* [Exercise material]
○ ○ ○ ○ ○ ○ ○

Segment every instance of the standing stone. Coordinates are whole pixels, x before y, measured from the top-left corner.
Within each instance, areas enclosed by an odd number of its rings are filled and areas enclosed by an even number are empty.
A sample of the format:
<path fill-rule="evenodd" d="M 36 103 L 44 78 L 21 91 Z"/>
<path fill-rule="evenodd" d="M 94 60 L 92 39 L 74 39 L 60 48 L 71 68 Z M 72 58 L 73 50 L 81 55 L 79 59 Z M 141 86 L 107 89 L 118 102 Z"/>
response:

○ ○ ○ ○ ○ ○ ○

* [The problem] Count the lines of the items that contain the string "evenodd", and give only the number.

* [Correct output] 2